_Objective_: Reproduce the records below word for word, keeping every line in its original order.

Point annotation records
====
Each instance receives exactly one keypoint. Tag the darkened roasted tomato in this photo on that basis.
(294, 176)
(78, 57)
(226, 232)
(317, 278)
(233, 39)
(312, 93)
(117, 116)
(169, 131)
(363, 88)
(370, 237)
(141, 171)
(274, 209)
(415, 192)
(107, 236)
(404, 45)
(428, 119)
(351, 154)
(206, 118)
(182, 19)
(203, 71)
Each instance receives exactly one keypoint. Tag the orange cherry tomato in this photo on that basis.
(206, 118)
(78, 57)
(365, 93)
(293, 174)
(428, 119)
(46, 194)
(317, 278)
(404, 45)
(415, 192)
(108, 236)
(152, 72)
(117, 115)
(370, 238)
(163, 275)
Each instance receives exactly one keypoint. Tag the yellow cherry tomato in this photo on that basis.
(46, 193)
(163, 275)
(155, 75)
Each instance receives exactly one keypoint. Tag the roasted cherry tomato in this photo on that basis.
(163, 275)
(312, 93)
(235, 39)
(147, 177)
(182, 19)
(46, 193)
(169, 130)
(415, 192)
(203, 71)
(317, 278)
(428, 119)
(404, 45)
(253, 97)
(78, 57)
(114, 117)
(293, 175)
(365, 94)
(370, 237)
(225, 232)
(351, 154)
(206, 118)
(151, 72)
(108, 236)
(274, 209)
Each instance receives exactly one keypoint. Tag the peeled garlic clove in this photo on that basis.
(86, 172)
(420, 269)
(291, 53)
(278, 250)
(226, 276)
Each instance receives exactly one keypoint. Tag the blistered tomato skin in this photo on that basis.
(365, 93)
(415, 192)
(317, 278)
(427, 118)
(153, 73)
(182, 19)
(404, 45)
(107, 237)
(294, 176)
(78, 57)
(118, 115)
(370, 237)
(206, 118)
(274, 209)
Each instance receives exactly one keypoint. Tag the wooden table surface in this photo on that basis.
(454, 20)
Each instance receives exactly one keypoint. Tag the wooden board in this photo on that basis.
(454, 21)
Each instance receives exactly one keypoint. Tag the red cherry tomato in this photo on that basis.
====
_Solution for this exercise_:
Each instance receives exactly one keypoint. Tag the darkened roasted tomato in this photo on that basis.
(294, 176)
(78, 57)
(226, 232)
(317, 278)
(233, 39)
(312, 93)
(117, 116)
(169, 131)
(363, 88)
(370, 237)
(141, 171)
(274, 209)
(415, 192)
(107, 236)
(404, 45)
(428, 119)
(351, 154)
(206, 118)
(182, 19)
(203, 71)
Each instance receives exactly one keypoint. Tag the orange cherry tomato in this photo on that basis.
(206, 118)
(78, 57)
(365, 93)
(293, 174)
(428, 119)
(46, 194)
(317, 278)
(404, 45)
(415, 192)
(108, 236)
(152, 72)
(117, 115)
(370, 238)
(163, 275)
Each instance receives exactly one keypoint. Tag the yellow cherry tomato in this photo on that basis.
(46, 193)
(163, 275)
(155, 75)
Each instance receives exactly one keypoint. Tag the roasted cherry tomato in this photo on that basis.
(163, 275)
(312, 93)
(235, 39)
(147, 177)
(182, 19)
(46, 193)
(169, 130)
(415, 192)
(203, 71)
(317, 278)
(428, 119)
(404, 45)
(253, 97)
(78, 57)
(114, 117)
(293, 175)
(365, 94)
(370, 237)
(225, 232)
(351, 154)
(206, 118)
(151, 72)
(108, 236)
(274, 209)
Each instance receives exactly one keypoint. Tag the peeled garlic clove in this photo on that basis.
(86, 172)
(420, 269)
(291, 53)
(278, 250)
(226, 276)
Each instance receives exactly one keypoint. Tag the blistered tomato skin in this photo on that basis.
(365, 93)
(415, 192)
(317, 278)
(427, 118)
(153, 73)
(182, 19)
(404, 45)
(107, 237)
(294, 176)
(78, 57)
(118, 115)
(370, 237)
(206, 118)
(274, 209)
Each instance receives exactly one keypoint. Tag the wooden table surface in this photo on that basis.
(454, 20)
Each instance receives exactly one keypoint. Tag the wooden board in this photo on that basis.
(454, 21)
Each instance receives exactly one keypoint. Tag the red cherry tomato in this photo on that basis.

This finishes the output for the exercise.